- **Goal**:
Only the lines from the one containing "of the electrical" through the end of the data below should be copied, each exactly as written and with both ends kept.
— START OF Record extracts —
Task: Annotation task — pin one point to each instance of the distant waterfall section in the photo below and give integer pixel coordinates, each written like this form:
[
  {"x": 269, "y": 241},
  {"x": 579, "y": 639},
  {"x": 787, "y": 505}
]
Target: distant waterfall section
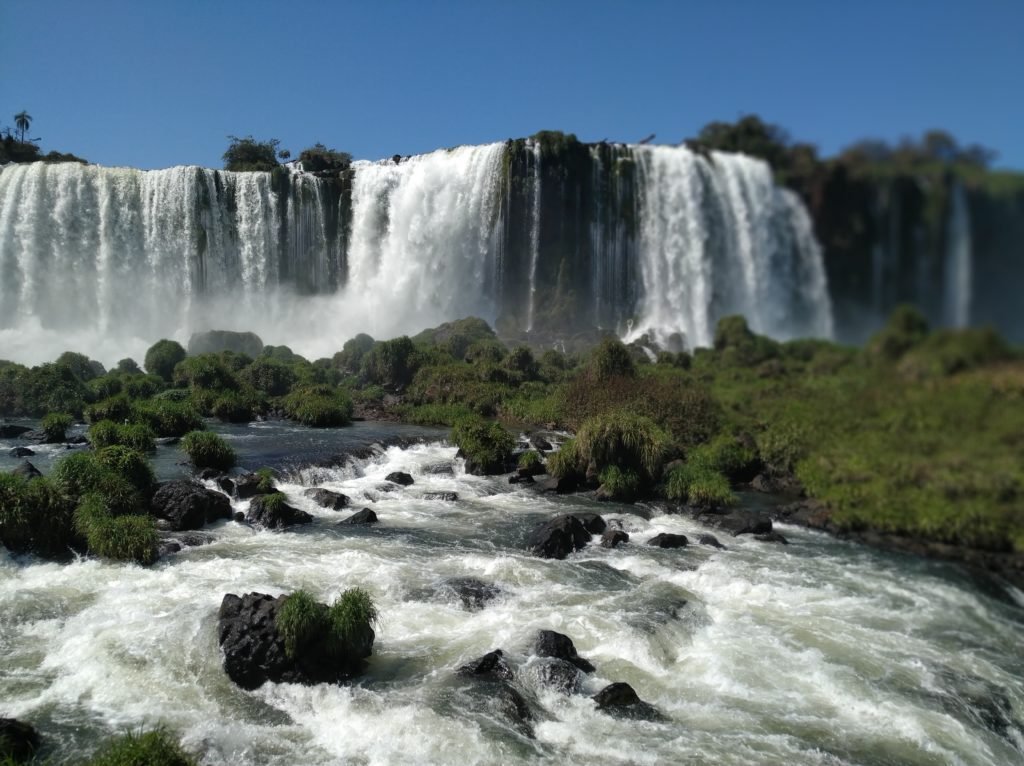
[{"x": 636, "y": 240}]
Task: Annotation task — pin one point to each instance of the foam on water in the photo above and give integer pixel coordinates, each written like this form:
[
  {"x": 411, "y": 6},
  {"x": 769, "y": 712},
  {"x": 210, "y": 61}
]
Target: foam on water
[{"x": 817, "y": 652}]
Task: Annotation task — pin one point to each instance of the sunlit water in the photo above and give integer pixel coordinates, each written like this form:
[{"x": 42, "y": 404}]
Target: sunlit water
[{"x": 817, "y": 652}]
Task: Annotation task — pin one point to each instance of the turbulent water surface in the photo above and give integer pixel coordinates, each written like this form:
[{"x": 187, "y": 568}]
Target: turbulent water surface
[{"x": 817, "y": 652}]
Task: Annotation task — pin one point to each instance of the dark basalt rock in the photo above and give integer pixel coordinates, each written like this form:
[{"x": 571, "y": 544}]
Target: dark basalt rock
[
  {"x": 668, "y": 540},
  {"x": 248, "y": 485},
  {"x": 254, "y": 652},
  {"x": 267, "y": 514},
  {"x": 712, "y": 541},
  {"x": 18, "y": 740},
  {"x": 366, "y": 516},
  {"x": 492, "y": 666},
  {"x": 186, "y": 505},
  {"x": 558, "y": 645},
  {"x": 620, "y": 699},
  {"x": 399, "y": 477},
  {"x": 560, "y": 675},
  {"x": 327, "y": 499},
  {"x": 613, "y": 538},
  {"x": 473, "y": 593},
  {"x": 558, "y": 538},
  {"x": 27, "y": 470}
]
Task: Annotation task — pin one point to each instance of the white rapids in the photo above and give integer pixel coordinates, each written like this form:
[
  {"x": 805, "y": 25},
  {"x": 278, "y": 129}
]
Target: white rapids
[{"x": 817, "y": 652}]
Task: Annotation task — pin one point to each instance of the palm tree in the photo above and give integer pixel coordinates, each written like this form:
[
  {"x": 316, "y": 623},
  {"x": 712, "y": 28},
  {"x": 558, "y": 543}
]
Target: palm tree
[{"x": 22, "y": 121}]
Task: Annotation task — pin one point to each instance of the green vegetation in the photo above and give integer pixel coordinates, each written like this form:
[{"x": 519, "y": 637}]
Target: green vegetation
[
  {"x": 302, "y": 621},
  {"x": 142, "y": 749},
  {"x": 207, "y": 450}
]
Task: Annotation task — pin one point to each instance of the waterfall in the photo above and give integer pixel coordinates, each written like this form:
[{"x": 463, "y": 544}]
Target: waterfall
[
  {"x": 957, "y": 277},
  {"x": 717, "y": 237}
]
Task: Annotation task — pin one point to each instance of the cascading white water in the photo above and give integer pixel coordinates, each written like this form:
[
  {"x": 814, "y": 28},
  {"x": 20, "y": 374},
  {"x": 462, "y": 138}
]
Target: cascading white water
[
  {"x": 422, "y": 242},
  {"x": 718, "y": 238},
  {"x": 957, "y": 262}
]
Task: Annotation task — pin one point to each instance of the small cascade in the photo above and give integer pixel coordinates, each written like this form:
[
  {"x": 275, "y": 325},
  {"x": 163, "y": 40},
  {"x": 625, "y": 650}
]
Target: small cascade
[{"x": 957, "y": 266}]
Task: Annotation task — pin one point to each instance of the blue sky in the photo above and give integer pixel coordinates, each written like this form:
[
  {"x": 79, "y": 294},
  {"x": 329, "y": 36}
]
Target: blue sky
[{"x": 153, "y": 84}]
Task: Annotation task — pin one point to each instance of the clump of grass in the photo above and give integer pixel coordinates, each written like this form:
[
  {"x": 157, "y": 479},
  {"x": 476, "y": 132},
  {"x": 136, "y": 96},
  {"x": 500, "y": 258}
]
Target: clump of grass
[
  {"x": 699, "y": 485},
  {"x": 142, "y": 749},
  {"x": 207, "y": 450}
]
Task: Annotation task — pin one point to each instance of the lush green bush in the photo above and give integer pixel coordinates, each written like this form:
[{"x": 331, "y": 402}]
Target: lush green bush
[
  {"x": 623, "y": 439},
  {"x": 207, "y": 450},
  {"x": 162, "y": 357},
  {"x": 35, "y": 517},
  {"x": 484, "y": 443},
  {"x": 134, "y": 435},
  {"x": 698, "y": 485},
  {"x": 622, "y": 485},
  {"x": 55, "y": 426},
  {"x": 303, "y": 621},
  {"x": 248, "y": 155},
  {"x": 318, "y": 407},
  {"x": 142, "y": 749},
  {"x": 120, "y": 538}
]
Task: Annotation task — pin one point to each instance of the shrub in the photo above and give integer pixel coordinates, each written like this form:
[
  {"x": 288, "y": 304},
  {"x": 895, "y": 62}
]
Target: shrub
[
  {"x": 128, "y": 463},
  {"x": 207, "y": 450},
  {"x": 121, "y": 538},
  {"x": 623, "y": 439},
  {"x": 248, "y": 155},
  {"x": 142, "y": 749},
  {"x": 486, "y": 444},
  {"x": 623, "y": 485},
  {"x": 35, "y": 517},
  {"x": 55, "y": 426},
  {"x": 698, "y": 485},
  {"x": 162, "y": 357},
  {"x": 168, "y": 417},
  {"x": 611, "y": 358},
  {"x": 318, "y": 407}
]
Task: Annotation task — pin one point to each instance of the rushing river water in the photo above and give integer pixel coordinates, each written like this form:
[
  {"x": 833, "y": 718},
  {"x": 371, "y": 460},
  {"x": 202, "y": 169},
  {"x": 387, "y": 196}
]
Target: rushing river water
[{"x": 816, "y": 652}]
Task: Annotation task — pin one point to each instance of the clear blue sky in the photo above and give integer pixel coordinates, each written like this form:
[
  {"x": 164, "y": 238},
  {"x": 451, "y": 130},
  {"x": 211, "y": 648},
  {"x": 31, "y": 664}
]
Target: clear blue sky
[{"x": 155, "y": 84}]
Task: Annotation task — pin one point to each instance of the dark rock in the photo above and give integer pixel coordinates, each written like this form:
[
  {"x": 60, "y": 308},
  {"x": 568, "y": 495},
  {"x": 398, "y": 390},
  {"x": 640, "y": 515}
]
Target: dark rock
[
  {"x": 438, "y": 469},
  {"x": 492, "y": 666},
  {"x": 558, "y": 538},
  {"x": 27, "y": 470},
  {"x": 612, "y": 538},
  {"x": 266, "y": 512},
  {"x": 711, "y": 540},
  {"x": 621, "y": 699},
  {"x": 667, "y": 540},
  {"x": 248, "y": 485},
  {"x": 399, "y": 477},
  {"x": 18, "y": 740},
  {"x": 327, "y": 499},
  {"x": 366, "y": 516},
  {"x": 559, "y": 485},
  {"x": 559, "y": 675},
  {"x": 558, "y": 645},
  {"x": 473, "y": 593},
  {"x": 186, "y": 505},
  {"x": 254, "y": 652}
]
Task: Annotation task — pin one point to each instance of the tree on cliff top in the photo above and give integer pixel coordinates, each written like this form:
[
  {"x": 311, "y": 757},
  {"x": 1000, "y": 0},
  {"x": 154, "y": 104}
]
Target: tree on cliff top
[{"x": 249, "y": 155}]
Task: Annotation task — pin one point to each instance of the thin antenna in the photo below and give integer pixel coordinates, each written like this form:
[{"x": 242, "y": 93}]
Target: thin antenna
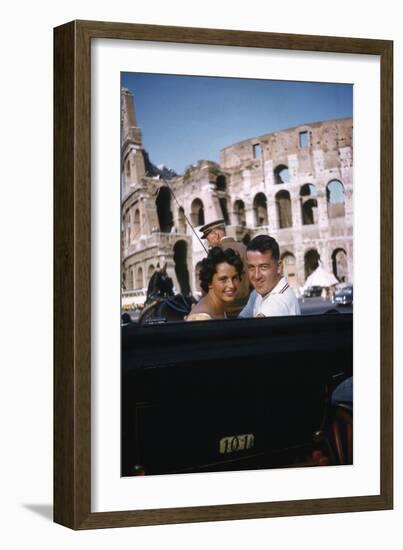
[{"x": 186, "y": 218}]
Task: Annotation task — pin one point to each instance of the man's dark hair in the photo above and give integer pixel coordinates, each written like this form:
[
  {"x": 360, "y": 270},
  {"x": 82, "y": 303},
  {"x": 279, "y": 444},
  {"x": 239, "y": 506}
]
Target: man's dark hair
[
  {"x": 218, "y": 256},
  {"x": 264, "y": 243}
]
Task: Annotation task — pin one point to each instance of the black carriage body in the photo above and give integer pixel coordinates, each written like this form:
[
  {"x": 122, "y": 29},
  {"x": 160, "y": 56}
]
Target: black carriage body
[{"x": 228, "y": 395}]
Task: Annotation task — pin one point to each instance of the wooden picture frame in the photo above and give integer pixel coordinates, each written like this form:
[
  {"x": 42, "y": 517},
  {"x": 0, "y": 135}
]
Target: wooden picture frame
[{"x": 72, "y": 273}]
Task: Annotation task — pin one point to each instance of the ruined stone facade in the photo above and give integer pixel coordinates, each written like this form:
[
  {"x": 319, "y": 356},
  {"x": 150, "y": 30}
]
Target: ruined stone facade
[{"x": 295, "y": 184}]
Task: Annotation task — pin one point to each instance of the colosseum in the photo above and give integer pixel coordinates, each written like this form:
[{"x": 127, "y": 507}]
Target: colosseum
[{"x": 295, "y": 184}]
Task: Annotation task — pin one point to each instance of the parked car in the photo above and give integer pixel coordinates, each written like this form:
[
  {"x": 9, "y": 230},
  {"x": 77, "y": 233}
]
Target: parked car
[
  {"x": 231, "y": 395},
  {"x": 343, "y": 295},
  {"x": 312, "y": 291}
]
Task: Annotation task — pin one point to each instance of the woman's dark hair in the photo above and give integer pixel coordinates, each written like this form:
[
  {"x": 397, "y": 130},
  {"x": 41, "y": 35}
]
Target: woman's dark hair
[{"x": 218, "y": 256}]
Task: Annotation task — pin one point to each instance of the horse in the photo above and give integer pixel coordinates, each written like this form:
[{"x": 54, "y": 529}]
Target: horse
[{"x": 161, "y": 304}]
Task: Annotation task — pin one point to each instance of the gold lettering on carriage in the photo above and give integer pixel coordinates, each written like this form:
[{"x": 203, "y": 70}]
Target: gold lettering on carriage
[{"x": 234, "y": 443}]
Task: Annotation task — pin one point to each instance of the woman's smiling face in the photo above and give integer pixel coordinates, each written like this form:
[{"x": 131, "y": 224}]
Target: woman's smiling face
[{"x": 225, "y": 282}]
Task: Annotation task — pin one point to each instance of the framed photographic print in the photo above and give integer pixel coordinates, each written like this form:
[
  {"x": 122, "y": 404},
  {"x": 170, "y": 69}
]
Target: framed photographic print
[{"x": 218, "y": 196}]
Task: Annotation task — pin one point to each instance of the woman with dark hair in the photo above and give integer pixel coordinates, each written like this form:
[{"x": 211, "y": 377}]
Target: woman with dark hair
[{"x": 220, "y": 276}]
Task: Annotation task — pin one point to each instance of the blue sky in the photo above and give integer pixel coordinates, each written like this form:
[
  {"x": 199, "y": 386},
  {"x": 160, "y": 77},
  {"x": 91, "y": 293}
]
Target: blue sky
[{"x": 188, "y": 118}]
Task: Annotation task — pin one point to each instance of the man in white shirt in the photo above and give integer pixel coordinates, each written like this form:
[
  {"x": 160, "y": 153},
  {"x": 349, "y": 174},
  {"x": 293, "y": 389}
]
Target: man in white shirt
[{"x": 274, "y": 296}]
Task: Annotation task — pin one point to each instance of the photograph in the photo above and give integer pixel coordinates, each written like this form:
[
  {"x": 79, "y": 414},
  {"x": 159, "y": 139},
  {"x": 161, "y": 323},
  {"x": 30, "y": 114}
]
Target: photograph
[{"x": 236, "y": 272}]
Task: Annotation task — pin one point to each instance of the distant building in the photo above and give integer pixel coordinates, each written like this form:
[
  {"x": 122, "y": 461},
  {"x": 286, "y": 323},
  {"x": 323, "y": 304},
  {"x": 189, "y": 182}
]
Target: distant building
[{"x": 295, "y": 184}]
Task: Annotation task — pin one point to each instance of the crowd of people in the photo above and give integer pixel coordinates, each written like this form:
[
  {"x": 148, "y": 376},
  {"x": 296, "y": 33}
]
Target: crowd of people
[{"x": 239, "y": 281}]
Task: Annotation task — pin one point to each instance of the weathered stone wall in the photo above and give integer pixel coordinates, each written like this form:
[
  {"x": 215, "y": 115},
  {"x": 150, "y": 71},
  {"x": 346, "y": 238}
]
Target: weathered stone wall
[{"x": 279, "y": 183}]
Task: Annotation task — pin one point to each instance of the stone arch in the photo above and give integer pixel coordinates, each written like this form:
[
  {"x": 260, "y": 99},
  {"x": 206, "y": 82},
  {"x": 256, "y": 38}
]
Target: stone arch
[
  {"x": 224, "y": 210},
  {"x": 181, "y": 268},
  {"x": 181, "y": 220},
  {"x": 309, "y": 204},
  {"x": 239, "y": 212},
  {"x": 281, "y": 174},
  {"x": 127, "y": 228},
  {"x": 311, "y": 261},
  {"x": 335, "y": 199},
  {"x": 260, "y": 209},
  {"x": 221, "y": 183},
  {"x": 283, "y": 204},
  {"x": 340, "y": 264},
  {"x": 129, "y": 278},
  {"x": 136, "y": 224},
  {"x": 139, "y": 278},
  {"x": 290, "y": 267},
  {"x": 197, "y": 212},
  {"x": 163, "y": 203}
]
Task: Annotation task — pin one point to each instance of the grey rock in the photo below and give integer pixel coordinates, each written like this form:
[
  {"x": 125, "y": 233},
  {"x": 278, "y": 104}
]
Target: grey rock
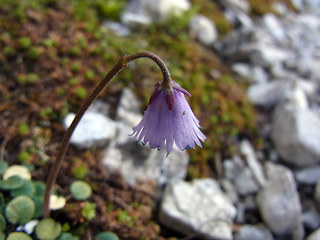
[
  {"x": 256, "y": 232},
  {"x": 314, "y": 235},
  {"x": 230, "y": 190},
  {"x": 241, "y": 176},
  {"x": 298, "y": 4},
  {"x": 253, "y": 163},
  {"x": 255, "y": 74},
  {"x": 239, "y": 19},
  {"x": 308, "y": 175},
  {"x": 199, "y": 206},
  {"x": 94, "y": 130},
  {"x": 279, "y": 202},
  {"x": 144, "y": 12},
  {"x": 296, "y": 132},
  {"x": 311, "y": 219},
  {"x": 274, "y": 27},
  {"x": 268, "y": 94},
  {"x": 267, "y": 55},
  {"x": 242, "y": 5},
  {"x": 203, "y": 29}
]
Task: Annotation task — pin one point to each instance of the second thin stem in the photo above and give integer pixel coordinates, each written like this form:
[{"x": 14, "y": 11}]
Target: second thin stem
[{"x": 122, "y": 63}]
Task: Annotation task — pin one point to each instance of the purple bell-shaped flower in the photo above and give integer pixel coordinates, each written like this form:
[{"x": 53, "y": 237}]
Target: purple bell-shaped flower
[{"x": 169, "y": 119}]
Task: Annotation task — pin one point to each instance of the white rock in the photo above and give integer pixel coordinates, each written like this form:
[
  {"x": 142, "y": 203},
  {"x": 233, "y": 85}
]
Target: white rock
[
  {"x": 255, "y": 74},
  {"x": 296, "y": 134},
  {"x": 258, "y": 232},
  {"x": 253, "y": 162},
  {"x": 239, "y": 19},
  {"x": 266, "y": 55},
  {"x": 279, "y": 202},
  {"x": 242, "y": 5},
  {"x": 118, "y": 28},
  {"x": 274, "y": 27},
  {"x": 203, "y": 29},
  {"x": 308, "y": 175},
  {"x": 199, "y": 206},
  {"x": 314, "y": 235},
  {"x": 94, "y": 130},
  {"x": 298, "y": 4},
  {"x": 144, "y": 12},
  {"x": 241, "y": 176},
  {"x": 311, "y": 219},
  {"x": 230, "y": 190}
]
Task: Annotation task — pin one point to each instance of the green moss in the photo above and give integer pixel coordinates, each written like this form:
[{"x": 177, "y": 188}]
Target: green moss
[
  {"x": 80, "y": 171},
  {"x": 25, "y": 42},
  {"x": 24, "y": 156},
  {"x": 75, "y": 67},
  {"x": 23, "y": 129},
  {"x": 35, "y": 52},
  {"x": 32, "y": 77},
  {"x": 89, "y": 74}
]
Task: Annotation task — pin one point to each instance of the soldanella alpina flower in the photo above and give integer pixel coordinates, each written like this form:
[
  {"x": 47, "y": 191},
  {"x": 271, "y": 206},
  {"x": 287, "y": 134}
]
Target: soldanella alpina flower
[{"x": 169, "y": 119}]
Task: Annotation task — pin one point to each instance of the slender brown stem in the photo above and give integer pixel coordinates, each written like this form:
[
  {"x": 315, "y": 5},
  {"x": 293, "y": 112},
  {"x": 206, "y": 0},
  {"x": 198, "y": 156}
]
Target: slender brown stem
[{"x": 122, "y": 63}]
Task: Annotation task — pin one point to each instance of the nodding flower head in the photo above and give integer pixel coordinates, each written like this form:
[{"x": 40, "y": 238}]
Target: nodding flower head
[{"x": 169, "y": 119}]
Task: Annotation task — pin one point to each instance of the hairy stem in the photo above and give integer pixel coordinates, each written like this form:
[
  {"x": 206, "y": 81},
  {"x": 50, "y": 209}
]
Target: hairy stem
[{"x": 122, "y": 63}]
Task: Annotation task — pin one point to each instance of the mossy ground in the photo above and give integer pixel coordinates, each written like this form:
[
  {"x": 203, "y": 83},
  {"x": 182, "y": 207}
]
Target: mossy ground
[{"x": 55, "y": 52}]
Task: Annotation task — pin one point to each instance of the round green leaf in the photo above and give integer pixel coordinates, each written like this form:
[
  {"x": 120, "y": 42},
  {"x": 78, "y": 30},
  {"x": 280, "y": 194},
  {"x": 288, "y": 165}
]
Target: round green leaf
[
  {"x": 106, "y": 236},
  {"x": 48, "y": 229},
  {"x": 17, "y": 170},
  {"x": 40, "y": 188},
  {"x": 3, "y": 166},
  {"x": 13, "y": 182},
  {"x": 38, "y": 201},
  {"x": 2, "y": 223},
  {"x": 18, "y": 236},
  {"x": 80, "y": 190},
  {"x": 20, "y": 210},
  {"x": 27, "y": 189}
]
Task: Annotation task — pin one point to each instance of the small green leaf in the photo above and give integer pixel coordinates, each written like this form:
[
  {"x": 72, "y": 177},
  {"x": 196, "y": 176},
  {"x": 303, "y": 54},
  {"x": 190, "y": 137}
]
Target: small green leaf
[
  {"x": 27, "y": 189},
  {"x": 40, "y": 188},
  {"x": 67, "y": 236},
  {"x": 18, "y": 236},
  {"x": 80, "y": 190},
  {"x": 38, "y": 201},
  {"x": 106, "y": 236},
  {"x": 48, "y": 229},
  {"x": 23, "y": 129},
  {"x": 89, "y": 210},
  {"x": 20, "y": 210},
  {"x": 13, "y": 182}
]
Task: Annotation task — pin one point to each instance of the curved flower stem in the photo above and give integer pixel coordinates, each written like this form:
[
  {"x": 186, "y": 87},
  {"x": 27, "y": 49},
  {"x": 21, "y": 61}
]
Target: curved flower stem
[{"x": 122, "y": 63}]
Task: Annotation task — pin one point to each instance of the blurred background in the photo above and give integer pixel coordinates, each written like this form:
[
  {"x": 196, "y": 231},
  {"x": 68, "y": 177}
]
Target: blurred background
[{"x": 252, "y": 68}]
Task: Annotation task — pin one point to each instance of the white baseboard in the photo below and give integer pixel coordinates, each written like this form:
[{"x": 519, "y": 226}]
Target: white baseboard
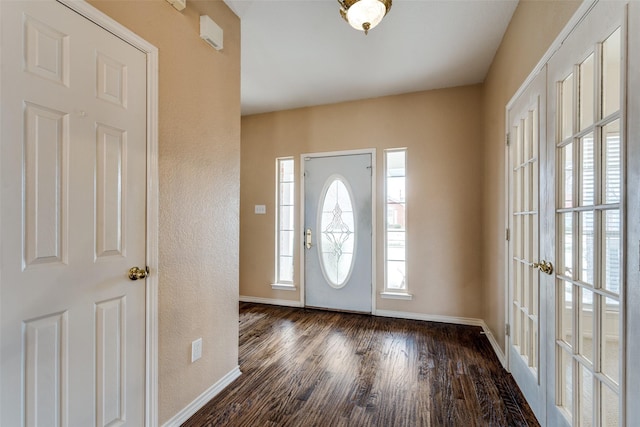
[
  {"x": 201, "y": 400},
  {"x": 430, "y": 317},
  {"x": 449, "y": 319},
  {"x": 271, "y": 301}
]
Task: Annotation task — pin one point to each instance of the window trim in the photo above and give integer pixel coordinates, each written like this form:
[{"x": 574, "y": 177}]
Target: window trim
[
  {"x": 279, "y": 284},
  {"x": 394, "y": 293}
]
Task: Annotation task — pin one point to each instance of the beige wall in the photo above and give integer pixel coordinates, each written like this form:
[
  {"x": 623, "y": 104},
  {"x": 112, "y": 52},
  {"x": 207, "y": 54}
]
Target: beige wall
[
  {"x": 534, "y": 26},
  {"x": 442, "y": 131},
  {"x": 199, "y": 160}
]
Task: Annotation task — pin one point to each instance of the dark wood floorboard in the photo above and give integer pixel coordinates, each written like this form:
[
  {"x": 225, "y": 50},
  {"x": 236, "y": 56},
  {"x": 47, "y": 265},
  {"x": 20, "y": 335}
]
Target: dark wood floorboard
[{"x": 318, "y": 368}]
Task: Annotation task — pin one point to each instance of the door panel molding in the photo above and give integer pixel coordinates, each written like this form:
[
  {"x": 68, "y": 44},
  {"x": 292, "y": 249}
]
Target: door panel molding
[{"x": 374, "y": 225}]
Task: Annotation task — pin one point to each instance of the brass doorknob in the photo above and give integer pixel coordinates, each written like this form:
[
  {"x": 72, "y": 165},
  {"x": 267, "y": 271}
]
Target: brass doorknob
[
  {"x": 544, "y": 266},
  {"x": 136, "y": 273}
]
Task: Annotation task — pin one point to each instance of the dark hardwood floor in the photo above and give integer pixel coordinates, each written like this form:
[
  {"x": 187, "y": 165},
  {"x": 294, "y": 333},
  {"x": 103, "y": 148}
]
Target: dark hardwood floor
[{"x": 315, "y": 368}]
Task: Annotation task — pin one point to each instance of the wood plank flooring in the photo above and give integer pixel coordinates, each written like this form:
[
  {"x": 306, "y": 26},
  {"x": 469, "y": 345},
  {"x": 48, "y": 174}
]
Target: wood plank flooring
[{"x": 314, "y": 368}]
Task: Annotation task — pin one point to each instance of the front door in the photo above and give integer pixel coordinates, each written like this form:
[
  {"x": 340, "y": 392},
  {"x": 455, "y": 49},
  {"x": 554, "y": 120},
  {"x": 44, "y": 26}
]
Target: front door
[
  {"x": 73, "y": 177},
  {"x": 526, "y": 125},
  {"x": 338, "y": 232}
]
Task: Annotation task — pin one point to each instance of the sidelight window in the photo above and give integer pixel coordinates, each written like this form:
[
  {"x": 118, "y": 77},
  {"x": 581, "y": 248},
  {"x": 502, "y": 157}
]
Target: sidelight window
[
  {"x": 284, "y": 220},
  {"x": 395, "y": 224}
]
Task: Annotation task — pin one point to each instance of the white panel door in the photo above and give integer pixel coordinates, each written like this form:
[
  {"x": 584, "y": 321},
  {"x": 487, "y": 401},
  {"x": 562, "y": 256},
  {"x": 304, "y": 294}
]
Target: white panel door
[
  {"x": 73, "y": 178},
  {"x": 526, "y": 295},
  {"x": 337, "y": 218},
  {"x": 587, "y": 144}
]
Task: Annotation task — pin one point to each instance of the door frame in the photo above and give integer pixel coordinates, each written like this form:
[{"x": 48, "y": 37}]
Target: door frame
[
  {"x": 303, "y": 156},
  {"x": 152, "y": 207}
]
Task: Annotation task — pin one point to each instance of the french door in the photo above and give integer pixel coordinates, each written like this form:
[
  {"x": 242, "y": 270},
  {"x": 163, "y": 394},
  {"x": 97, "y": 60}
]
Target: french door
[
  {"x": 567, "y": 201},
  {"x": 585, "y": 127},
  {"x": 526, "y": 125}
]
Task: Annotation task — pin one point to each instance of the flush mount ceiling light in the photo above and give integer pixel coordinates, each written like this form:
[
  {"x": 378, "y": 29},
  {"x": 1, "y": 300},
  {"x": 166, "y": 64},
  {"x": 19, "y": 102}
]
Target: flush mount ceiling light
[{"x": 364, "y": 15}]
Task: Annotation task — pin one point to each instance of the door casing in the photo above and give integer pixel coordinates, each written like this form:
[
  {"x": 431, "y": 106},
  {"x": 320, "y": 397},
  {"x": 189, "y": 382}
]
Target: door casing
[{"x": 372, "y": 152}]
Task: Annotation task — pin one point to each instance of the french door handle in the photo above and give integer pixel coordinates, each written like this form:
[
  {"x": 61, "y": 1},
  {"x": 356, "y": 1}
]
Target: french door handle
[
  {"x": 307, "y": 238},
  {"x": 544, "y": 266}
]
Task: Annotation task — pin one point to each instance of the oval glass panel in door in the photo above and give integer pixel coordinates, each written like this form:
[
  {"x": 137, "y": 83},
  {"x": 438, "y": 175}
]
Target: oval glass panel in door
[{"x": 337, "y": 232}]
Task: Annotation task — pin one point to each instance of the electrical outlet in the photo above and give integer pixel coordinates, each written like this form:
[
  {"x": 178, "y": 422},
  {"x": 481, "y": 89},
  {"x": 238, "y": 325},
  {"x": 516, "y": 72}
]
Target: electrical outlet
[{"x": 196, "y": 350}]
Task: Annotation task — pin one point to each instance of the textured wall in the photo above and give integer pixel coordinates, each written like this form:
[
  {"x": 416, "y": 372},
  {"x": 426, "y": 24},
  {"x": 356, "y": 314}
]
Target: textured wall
— END OF Record extracts —
- **Written response**:
Task: Annotation task — pin one point to each instance of the electrical outlet in the photo above and give integer pixel coordinates, each written like this form:
[
  {"x": 178, "y": 422},
  {"x": 481, "y": 89},
  {"x": 238, "y": 325},
  {"x": 516, "y": 72}
]
Target: electrical outlet
[{"x": 196, "y": 350}]
Task: Annotation task — pin one point to each instance of the textured wall in the photo above and give integer pixel coordinates, each written like this form:
[
  {"x": 416, "y": 372},
  {"x": 426, "y": 24},
  {"x": 356, "y": 314}
]
Target: textured wall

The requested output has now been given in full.